#### [AIM OF THE TASK]
Copy out the lines below word for word.

#### [SUPPLIED MATERIAL]
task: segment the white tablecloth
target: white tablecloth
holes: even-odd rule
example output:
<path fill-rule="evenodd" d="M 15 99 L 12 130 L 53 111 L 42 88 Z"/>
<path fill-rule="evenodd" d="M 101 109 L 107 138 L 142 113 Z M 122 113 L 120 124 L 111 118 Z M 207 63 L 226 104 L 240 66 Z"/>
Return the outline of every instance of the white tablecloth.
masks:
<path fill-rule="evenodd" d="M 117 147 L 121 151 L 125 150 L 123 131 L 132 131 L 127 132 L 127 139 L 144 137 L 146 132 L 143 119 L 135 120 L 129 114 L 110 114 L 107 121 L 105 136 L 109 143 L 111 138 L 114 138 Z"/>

#### [CORRECT ANSWER]
task: segment the white tablecloth
target: white tablecloth
holes: even-odd rule
example output:
<path fill-rule="evenodd" d="M 15 99 L 12 130 L 53 111 L 42 88 Z"/>
<path fill-rule="evenodd" d="M 101 109 L 107 138 L 142 113 Z M 122 113 L 120 124 L 111 118 Z M 207 63 L 226 104 L 240 66 Z"/>
Return the outline of every instance of the white tablecloth.
masks:
<path fill-rule="evenodd" d="M 117 147 L 121 151 L 125 150 L 123 131 L 132 131 L 127 132 L 127 139 L 144 137 L 146 132 L 143 119 L 135 120 L 129 114 L 110 114 L 107 121 L 105 136 L 109 143 L 111 138 L 114 138 Z"/>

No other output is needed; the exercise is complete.